SHORT TASK: Reproduce word for word the stretch of the listing below from the line containing "Could you kindly indicate each instance of the shallow" through the final line of the listing.

[Dataset records]
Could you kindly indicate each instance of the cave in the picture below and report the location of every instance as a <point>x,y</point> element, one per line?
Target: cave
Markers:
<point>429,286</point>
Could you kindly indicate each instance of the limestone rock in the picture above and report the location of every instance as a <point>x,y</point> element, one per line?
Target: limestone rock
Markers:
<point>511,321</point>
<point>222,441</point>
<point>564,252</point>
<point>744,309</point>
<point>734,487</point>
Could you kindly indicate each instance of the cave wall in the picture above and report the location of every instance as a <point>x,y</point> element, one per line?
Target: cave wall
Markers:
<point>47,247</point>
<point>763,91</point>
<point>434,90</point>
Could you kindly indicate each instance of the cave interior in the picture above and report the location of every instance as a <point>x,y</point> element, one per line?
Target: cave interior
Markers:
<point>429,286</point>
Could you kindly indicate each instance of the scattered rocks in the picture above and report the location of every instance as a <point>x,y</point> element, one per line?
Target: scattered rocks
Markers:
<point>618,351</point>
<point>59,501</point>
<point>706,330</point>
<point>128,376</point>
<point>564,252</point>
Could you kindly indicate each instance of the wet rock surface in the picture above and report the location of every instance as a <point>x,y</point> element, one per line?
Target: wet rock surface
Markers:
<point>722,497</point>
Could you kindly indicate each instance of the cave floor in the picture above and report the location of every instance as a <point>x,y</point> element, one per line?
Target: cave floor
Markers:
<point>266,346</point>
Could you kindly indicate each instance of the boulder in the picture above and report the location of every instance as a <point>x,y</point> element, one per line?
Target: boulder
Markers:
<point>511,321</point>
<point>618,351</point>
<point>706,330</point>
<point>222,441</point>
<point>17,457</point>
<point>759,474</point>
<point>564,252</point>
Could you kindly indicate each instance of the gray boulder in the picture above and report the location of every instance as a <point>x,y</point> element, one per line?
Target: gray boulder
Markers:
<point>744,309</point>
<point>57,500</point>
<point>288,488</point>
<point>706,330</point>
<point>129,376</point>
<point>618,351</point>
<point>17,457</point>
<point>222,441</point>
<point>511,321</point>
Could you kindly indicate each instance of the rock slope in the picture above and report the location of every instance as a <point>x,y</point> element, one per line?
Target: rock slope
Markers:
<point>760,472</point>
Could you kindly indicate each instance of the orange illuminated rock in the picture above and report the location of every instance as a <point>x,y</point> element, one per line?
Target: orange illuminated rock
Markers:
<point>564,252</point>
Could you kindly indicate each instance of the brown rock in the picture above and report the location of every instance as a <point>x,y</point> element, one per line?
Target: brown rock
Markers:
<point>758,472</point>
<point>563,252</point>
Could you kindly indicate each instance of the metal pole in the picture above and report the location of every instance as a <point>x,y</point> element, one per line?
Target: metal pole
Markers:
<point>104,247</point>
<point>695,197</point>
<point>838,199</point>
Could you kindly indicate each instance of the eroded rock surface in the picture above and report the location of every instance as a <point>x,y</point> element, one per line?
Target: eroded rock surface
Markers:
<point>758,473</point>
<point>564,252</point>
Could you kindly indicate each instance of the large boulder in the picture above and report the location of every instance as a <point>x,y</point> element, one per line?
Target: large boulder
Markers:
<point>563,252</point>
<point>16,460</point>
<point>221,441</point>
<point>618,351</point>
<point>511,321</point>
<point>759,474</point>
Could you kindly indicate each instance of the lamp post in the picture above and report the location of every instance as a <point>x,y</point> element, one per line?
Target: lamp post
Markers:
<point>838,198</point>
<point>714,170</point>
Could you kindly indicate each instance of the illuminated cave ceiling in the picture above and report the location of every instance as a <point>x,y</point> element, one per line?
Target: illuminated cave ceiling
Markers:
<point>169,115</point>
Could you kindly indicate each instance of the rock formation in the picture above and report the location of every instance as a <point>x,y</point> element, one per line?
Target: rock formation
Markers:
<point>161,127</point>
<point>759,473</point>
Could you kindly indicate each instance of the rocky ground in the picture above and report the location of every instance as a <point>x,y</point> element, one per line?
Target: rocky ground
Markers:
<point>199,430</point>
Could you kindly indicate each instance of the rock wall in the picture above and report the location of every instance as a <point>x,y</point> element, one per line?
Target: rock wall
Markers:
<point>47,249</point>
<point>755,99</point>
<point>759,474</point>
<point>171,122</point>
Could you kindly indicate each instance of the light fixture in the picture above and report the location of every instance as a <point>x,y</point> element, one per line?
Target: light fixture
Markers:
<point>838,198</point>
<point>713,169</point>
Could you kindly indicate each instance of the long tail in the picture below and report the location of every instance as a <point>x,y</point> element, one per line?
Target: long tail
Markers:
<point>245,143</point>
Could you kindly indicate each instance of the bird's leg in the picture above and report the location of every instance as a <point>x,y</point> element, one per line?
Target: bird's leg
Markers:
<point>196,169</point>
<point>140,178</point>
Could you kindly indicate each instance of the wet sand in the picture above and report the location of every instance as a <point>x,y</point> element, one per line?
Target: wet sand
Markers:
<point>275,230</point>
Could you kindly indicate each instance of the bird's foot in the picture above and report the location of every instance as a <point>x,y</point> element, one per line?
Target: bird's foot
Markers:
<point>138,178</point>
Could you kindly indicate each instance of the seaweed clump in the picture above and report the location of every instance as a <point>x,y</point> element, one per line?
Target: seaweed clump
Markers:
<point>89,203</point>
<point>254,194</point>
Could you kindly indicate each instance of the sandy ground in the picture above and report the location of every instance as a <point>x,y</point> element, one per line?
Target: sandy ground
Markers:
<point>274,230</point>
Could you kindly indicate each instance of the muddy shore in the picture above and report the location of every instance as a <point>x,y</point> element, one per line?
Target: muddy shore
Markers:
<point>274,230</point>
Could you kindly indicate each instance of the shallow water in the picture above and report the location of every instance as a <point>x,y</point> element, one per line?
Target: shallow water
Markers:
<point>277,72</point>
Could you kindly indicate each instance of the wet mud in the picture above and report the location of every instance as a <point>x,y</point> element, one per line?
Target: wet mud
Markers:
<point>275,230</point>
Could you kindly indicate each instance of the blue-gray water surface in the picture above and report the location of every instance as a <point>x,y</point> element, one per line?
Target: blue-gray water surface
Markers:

WRITTEN ANSWER:
Could you kindly indicate each instance of the shallow water in the picture above and report the location of every instance as a <point>x,y</point> element, one per line?
Target: shallow water
Markers:
<point>277,72</point>
Could you kindly indicate each instance of the wet mud in the picture above and report the location of every instance as a <point>x,y</point> element, one per line?
Target: wet mud
Markers:
<point>275,230</point>
Could you kindly indicate each instance of the blue-gray water surface in the picture above and report the location of every instance as a <point>x,y</point> element, one per line?
Target: blue-gray water surface
Markers:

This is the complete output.